— Begin —

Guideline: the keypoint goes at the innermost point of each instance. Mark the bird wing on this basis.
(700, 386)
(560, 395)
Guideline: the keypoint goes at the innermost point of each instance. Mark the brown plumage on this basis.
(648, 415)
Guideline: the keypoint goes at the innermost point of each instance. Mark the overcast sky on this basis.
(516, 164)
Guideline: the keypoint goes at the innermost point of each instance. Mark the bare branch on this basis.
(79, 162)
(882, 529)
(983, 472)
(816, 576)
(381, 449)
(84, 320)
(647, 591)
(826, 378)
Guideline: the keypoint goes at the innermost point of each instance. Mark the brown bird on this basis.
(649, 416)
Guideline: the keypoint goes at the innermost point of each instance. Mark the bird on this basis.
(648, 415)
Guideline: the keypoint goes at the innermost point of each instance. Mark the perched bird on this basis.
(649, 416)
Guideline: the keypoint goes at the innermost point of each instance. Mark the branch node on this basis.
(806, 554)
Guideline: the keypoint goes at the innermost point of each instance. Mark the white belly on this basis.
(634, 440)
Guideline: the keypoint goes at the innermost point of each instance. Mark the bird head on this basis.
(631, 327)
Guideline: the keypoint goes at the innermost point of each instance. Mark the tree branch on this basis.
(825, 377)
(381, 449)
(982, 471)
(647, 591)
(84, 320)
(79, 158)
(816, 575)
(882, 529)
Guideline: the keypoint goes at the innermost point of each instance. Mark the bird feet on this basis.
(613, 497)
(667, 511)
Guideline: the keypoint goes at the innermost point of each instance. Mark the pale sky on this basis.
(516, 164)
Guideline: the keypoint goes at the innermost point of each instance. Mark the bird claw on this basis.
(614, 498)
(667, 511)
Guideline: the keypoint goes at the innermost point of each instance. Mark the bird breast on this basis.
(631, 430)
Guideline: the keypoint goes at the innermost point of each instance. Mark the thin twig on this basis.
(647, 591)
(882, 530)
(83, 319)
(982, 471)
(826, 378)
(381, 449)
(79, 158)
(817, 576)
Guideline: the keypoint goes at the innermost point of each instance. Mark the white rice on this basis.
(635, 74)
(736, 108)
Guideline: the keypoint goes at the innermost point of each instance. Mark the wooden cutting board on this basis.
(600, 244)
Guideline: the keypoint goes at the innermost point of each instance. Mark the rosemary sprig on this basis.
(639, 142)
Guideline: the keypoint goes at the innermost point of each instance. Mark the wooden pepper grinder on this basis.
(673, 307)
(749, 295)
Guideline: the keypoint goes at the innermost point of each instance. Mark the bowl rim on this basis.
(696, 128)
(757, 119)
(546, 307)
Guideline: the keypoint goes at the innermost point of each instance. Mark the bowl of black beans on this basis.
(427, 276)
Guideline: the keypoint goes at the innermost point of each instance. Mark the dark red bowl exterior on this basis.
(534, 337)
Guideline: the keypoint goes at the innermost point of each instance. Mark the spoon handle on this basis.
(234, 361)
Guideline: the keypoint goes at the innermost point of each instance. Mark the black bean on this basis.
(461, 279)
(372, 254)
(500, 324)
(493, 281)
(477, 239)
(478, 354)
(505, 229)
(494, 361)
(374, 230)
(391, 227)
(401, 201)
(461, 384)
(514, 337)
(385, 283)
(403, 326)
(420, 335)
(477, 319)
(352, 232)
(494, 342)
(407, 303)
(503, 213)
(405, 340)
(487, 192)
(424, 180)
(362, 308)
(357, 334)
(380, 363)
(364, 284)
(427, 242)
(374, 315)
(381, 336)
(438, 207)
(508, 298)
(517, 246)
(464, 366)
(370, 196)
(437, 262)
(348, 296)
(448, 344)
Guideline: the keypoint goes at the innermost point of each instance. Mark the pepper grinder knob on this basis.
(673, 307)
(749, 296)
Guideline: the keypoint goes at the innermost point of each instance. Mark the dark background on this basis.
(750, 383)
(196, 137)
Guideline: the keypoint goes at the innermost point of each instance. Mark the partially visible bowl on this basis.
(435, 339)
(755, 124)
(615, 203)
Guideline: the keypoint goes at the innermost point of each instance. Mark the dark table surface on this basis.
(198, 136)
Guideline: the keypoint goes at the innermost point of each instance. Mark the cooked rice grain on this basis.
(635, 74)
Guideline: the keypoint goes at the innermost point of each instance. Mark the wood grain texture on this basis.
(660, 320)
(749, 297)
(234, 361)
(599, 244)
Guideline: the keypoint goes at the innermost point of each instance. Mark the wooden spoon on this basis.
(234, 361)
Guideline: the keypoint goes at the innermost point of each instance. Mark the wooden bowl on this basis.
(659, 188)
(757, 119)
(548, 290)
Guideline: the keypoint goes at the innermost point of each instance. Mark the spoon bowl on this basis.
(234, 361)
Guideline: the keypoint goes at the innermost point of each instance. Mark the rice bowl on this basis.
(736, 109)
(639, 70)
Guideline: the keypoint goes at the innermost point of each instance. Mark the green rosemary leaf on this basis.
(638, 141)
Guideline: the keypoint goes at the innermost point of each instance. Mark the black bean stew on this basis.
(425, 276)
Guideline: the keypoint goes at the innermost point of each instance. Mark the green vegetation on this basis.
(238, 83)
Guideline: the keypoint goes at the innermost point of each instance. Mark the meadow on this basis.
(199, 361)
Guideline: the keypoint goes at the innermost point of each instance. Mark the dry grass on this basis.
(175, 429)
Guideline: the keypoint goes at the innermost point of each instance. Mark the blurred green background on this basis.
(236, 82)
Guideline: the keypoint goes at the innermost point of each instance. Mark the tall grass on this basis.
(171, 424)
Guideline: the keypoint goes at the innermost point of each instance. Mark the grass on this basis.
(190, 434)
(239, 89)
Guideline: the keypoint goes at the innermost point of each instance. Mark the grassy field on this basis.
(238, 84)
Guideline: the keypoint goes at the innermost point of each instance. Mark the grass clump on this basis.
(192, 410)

— End —

Objective: Copy all of the material word for word.

Task answer:
Guideline: the keypoint goes at the innermost point of each instance. Mark the bird wing on this basis.
(700, 386)
(560, 395)
Guideline: the keypoint goes at the innermost point of each instance. Mark the brown plumage on this basis.
(648, 415)
Guideline: the keypoint goes at the innermost point of each instance. Mark the overcast sky on this basis.
(516, 164)
Guideline: the keypoint goes at the innermost point of each instance. Mark the bare branch on this basis.
(79, 162)
(882, 529)
(983, 472)
(816, 576)
(381, 449)
(84, 320)
(647, 591)
(826, 378)
Guideline: the keypoint goes at the innermost point of each instance. Mark the brown bird on this basis.
(649, 416)
Guideline: the keypoint goes at the innermost point of each instance. Mark the bird on this basis.
(648, 415)
Guideline: the keypoint goes at the innermost point of each instance. Mark the perched bird on this basis.
(649, 416)
Guideline: the keypoint goes at the innermost point of each instance. Mark the branch node on this basis.
(806, 554)
Guideline: the keypoint goes at the innermost point of each instance. Mark the white belly on this basis.
(634, 440)
Guideline: the keypoint goes at the innermost point of each instance. Mark the bird head on this basis.
(631, 327)
Guideline: the keypoint goes at the innermost point of each instance. Mark the tree branch on this basis.
(825, 377)
(381, 449)
(982, 471)
(647, 591)
(84, 320)
(79, 158)
(816, 575)
(882, 529)
Guideline: the keypoint goes at the innermost point of each instance. Mark the bird feet on this basis.
(613, 497)
(667, 511)
Guideline: the keypoint goes at the innermost point of each instance. Mark the pale sky on this basis.
(516, 164)
Guideline: the keypoint goes at the innermost point of each instance. Mark the bird claw on this basis.
(614, 498)
(667, 511)
Guideline: the keypoint goes at the innermost point of each instance. Mark the bird breast on this basis.
(631, 430)
Guideline: the keypoint goes at the innermost point of each instance. Mark the thin twig on this basis.
(647, 591)
(882, 530)
(83, 319)
(982, 471)
(826, 378)
(381, 449)
(79, 158)
(817, 576)
Guideline: the keypoint goes at the innermost point of each instance. Mark the white rice on this basis.
(635, 74)
(736, 108)
Guideline: the keypoint goes at the innermost point of each instance. Mark the wooden cutting board on this basis.
(600, 244)
Guideline: the keypoint goes at the innermost point of each instance. Mark the rosemary sprig on this basis.
(639, 142)
Guideline: the keypoint goes at the innermost point of each instance. Mark the wooden pepper grinder on this basis.
(673, 307)
(749, 295)
Guideline: the keypoint goes at the innermost point of each instance. Mark the bowl rim on this basis.
(696, 128)
(757, 119)
(546, 307)
Guideline: the keypoint goes at the innermost point of each instance. Mark the bowl of black beans on this basis.
(427, 276)
Guideline: the keypoint goes at the innermost point of each instance. Mark the dark red bowl exterior on this basis.
(534, 337)
Guideline: the keypoint goes at the innermost point of each instance. Mark the spoon handle on this basis.
(234, 361)
Guideline: the keypoint goes at the innermost point of each instance. Mark the black bean on this basis.
(461, 279)
(372, 254)
(500, 324)
(493, 281)
(477, 239)
(478, 354)
(505, 229)
(494, 361)
(374, 230)
(391, 227)
(401, 201)
(461, 384)
(514, 337)
(385, 283)
(403, 326)
(420, 335)
(477, 319)
(352, 232)
(494, 342)
(407, 303)
(503, 213)
(405, 340)
(487, 192)
(424, 180)
(362, 308)
(357, 334)
(380, 363)
(364, 284)
(427, 242)
(374, 315)
(381, 336)
(438, 207)
(508, 298)
(517, 246)
(464, 366)
(370, 196)
(437, 262)
(348, 296)
(448, 344)
Guideline: the keypoint goes at the innermost point of each instance. Mark the pepper grinder knob on this basis.
(673, 307)
(749, 296)
Guideline: the keypoint goes at the innermost point of each instance. Mark the dark background on this basis.
(750, 383)
(196, 137)
Guideline: the keypoint goes at the innermost point of each instance. Mark the partially visible bowl on this basis.
(435, 339)
(755, 124)
(615, 203)
Guideline: the keypoint goes at the innermost point of each instance. Mark the dark table surface on this basis.
(198, 136)
Guideline: the keypoint goes at the innermost point of each instance. Mark the cooked rice grain on this basis.
(635, 74)
Guideline: the keypoint goes at the innermost point of each instance. Mark the wood grain texture on this basis.
(660, 320)
(749, 297)
(234, 361)
(599, 244)
Guideline: the keypoint goes at the innermost point of each instance. Mark the wooden spoon on this basis.
(234, 361)
Guideline: the keypoint goes at the innermost point of each instance. Mark the wooden bowl on this basis.
(659, 188)
(757, 119)
(548, 290)
Guideline: the keypoint goes at the innermost point of each instance. Mark the spoon bowl on this basis.
(234, 361)
Guideline: the keypoint goes at the innermost point of each instance. Mark the rice bowl on this basis.
(736, 109)
(639, 70)
Guideline: the keypoint goes at the innermost point of each instance. Mark the green rosemary leaf on this basis.
(638, 141)
Guideline: the keypoint goes at the innermost point of each instance. Mark the black bean stew on this basis.
(425, 276)
Guideline: the keypoint goes at the innermost point of each instance. Mark the green vegetation on this basis.
(238, 83)
Guideline: the keypoint goes at the innermost point of each instance. Mark the meadow on this basis.
(199, 361)
Guideline: the keypoint goes at the innermost point of each instance. Mark the dry grass on this basis.
(175, 429)
Guideline: the keypoint goes at the innermost point of each instance. Mark the blurred green background on this basis.
(236, 82)
Guideline: the keypoint goes at the innermost point of each instance. Mark the tall grass on this basis.
(171, 424)
Guideline: the keypoint goes at the innermost point of each instance. Mark the grass on this basis.
(190, 434)
(239, 89)
Guideline: the keypoint goes at the innermost point of each instance. Mark the grassy field on this basis.
(238, 84)
Guideline: the keypoint goes at the innermost point of each instance. Mark the grass clump on this basis.
(192, 410)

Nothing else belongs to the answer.